PASSAGE SHOWN →
## Begin
Monica: [00:19:56] So vision still matters. I didn't for years make goals because beforehand I was too stringent on what the goals would be and how I have to reach them.

 

But there still needs to be a vision, right. There still needs to be this is  where I want to head. Right?

 

Carolyn Fife Bever: [00:20:12] I would say , with integrity, what do you want in your life? What is the kind of person that you imagine you want to be? What are the things that you will respect about yourself? What are the things that you want to be in the world?

 

What would you, again, Jessica says this all the time, but what, what, what will you respect? And that will show you what your passions are, and that will show you what you will need to work on to, to have peace and happiness. 

 

Monica: [00:20:44] Yeah. And I think once you do that, I see a level of healthy detachment from the weakness too. It's just something to work on. It's something that you're aware of, but it's not something you're constantly berating yourself over that. And Jennifer, I was wondering if you have any tips on that or other tips for these women who are in this place of, okay. I'm ready for more. 

 

Dr. Jennifer Finlayson-Fife: [00:21:04] I think one thing that's really helpful is just understanding that this struggle with perfectionism is a very human struggle. Like it's not like something's broken in you. It's just part of growing into maturity is to have enough compassion for what it means to be human and for yourself in that imperfect process to stop beating yourself up for what we all are, which is flawed and worthy.

 

So that in and of itself takes courage. I mean, it's stepping into a new way of thinking. And if you are a product of a system that's highly perfectionistic, or you still have parents that call you up and tell you how you're doing things wrongly or whatever, you know, to have some compassion for what you're trying to kind of gravitate towards will facilitate it. It allows you to feel less like I'm broken rather than I'm reaching for something better that is new to me, that's a new way of thinking about what it is to be who I am. So I just think it's a helpful thing because if you know, we can be perfectionistic about not being perfectionist, you know, kind of giving ourselves a little more compassion that, "No, I wish I could do it differently. I'm wiser now than I was 20 years ago. I wish I could go back and do some of these things better for the sake of those that I love." Right. But part of being human is we don't get that. We have to tolerate the terms in which life exists, and nothing really prepares you to be a parent other than being a parent.

 

You know, you have to just sort of be in there and you start seeing things and learning as you go. So I think learning some compassion that in and of itself is a valuable thing, because then you can be kind to yourself when you strive and you try and you fail because that's just inherent to the process.

 

I think that's another thing my son said to me. I said, you know, what, what are, what are things that have helped you? And he says, imperfect is the only way. It is the only way. So you just have to keep reminding yourself of that, but as you do things and you strive, it does expand what's possible. If you push yourself today in a direction, any direction, any direction that has any merit whatsoever, you have more capacity in you tomorrow to now choose a different direction because you learn something from that one or to keep going in that direction. And so while I do agree, a hundred percent with the vision idea, I talked to women about this a lot of like who do, as Carolyn was saying, you know, who do you respect being? Who do you want to become?
## End
[Entries from a point annotation set]
## Begin
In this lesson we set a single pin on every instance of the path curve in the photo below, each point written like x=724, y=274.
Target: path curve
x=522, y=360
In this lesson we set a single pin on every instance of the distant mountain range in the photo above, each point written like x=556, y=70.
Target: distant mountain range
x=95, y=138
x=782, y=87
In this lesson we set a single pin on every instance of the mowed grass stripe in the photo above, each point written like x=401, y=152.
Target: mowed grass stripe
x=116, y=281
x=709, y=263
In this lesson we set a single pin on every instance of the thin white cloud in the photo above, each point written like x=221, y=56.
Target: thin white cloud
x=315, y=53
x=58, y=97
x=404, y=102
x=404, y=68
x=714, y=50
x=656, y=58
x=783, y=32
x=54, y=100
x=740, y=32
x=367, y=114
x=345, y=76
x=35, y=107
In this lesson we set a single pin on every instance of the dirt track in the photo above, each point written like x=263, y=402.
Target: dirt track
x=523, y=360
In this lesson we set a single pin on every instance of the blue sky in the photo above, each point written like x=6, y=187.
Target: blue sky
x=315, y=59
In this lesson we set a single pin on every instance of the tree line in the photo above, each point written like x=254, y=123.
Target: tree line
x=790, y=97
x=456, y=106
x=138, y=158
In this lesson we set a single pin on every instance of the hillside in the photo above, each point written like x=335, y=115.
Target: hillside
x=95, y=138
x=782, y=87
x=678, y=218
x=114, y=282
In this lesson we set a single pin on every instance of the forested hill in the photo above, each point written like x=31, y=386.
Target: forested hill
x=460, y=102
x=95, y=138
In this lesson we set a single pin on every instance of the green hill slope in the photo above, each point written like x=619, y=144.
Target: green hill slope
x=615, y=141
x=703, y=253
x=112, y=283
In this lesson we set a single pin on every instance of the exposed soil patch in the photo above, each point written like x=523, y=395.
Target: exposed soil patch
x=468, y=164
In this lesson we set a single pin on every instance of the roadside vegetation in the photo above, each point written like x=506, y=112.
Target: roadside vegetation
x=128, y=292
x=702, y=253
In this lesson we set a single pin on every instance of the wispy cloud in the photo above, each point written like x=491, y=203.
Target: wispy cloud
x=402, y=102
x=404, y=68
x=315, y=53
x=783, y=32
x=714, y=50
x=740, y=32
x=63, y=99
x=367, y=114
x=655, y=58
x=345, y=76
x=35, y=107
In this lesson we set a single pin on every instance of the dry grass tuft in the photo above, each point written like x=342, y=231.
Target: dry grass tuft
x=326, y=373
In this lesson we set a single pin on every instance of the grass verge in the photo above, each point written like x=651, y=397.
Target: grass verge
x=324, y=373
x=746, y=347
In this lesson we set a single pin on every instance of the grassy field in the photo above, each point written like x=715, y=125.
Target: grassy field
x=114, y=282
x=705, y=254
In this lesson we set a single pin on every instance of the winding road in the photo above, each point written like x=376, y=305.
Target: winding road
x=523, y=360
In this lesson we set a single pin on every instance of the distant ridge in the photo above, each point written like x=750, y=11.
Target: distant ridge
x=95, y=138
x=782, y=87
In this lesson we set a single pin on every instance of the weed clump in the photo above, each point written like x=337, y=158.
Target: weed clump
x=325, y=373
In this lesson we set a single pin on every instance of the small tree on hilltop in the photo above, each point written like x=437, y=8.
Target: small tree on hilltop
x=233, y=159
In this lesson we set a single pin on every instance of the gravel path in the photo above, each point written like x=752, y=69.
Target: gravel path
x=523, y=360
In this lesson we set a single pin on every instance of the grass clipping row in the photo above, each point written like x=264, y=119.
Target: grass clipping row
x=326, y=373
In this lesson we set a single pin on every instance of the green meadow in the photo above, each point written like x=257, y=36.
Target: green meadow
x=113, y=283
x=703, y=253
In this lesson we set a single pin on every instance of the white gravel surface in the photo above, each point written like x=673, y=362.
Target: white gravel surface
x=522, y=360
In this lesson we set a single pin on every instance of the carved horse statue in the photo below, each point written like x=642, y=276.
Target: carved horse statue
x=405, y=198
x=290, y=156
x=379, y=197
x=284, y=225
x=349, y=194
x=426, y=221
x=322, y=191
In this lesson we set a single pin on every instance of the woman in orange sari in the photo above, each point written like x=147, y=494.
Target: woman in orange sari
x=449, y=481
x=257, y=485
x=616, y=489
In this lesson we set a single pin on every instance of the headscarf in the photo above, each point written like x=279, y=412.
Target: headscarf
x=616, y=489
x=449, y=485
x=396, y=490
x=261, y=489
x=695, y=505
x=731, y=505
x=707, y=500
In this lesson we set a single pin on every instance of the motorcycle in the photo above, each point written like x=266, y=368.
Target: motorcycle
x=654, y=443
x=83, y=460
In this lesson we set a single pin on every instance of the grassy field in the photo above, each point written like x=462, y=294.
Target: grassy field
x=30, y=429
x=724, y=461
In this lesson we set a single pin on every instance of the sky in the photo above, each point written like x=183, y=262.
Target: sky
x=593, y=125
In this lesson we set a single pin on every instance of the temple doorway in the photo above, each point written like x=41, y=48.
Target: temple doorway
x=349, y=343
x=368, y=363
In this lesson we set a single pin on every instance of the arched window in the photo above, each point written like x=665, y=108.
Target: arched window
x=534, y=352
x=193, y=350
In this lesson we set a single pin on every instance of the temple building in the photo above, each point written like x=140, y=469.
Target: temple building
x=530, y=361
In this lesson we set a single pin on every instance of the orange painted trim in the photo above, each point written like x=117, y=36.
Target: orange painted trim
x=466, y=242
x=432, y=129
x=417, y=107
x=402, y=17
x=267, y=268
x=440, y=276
## End
WHAT TO DO →
(1) In the transcript, what did Jennifer's son tell her when she asked what had helped him?
(2) From the transcript, output the part that begins at the words "Dr. Jennifer Finlayson-Fife: [00:21:04]" and stops after the words "flawed and worthy.".
(3) Write the next part of the transcript, picking up after its last line.

RESULTS OF THE EXERCISE →
(1) He told her that imperfect is the only way.

(2)
Dr. Jennifer Finlayson-Fife: [00:21:04] I think one thing that's really helpful is just understanding that this struggle with perfectionism is a very human struggle. Like it's not like something's broken in you. It's just part of growing into maturity is to have enough compassion for what it means to be human and for yourself in that imperfect process to stop beating yourself up for what we all are, which is flawed and worthy.

(3)
 

It's important. It's tapping into your uniqueness rather than what everyone is maybe said you should be. And so that's an important source. But I also think I've worked with women who are too caught up in who am I supposed to be? What is God's plan for me? What is this sort of larger...? And I think they're actually looking for a safe path rather than, you know, you just have to get down and roll up your sleeves and start doing things.

 

And you start learning as you go. Carolyn is really quite entrepreneurial. She's started lots of things that would take a lot of courage. And in a sense, I see her as somebody who can tolerate and even anticipates that it won't necessarily go well, that there is going to be mistakes.

 

There are going to be things that she does wrong, but that that's part of the process of refining it and making it better. And so I think the more you can accept that as inherent to the process, not as an aberration. The more courage. You have to expand your capacity in any direction. And maybe just have one more thought, which is the world just needs capacity, and there's a million ways you can become more able to make a difference.

 

Just the other idea is just not that there's one way for me to be who I am in the world. There's many ways to make a difference and to happiest people find a way to make a difference and it can be one of many ways. 

 

Monica: [00:25:32] I think often we look at that it has to be these grandiose ways. And I'm sure in both of your fields and the work that you do, you see that too.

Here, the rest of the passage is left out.